• Your task
Reproduce every line of the records below word for word, changing nothing.

[Items from a dataset]
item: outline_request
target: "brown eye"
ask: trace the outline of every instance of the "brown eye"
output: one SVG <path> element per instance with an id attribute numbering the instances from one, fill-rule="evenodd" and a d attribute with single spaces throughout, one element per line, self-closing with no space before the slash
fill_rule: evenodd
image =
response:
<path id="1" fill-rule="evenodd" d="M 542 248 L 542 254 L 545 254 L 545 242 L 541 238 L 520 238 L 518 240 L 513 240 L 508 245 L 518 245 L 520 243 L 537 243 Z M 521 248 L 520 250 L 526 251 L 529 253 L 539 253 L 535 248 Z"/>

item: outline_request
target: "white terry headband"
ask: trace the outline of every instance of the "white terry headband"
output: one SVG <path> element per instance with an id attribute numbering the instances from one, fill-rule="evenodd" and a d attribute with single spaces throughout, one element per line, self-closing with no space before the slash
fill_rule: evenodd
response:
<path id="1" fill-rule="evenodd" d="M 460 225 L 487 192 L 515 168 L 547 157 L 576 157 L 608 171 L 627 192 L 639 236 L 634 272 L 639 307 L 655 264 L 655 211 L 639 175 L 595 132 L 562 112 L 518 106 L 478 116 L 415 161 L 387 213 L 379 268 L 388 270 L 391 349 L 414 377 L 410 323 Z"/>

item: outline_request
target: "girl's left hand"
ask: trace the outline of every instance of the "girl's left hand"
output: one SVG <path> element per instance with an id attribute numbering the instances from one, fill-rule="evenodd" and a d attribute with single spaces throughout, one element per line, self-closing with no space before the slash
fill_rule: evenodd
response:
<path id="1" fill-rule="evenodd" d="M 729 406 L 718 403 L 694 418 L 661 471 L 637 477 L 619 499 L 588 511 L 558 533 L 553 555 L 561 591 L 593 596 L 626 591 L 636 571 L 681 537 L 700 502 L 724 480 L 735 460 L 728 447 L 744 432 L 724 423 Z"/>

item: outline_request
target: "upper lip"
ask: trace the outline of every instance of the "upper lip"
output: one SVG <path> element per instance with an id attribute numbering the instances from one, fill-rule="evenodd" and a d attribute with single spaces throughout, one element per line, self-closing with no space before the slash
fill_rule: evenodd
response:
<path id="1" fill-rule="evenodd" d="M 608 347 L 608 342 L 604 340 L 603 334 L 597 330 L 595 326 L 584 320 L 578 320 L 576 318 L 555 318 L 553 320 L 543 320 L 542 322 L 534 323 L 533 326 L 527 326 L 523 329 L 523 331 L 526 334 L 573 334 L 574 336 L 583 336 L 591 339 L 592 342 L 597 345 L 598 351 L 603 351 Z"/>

• Result below
item: outline_request
target: "brown eye"
ask: trace the outline of every instance of the "brown eye"
output: one SVG <path> element per instance with an id attribute numbering the instances from one, fill-rule="evenodd" and a d attribute with single spaces throughout, one element per line, self-closing with no space before the slash
fill_rule: evenodd
image =
response:
<path id="1" fill-rule="evenodd" d="M 542 248 L 542 254 L 545 254 L 545 242 L 541 238 L 520 238 L 518 240 L 513 240 L 508 245 L 518 245 L 520 243 L 537 243 Z M 521 248 L 520 250 L 526 251 L 529 253 L 539 253 L 535 248 Z"/>

item: outline_request
target: "white terry headband"
ask: trace the outline of every instance of the "white terry headband"
output: one SVG <path> element per instance with an id attribute numbering the instances from one, fill-rule="evenodd" and a d attribute with single spaces throughout, one element per line, self-closing with no space before the slash
fill_rule: evenodd
response:
<path id="1" fill-rule="evenodd" d="M 460 225 L 487 192 L 515 168 L 547 157 L 576 157 L 608 171 L 627 192 L 639 236 L 634 272 L 639 307 L 655 264 L 655 211 L 639 175 L 595 132 L 562 112 L 518 106 L 478 116 L 415 161 L 387 213 L 379 268 L 388 270 L 391 349 L 414 377 L 410 323 Z"/>

item: outline_request
target: "girl's left hand"
ask: trace the outline of every instance of the "girl's left hand"
output: one SVG <path> element per instance with an id attribute numbering the instances from one, fill-rule="evenodd" and a d attribute with single spaces throughout, one element per line, self-closing with no space before the slash
fill_rule: evenodd
response:
<path id="1" fill-rule="evenodd" d="M 729 406 L 718 403 L 694 418 L 661 471 L 637 477 L 619 499 L 588 511 L 558 533 L 553 555 L 561 591 L 593 596 L 626 591 L 636 571 L 681 537 L 700 502 L 724 480 L 735 460 L 728 447 L 744 432 L 724 423 Z"/>

item: outline_request
target: "upper lip"
ask: trace the outline of every instance of the "upper lip"
output: one SVG <path> element per instance with an id attribute numbering the instances from one, fill-rule="evenodd" and a d attribute with single spaces throughout, one element per line, self-closing with no space before the slash
fill_rule: evenodd
response:
<path id="1" fill-rule="evenodd" d="M 608 347 L 608 342 L 604 340 L 603 334 L 597 330 L 595 326 L 584 320 L 578 320 L 576 318 L 555 318 L 553 320 L 543 320 L 542 322 L 534 323 L 533 326 L 527 326 L 523 329 L 523 331 L 526 334 L 573 334 L 574 336 L 583 336 L 591 339 L 592 342 L 597 345 L 598 351 L 603 351 Z"/>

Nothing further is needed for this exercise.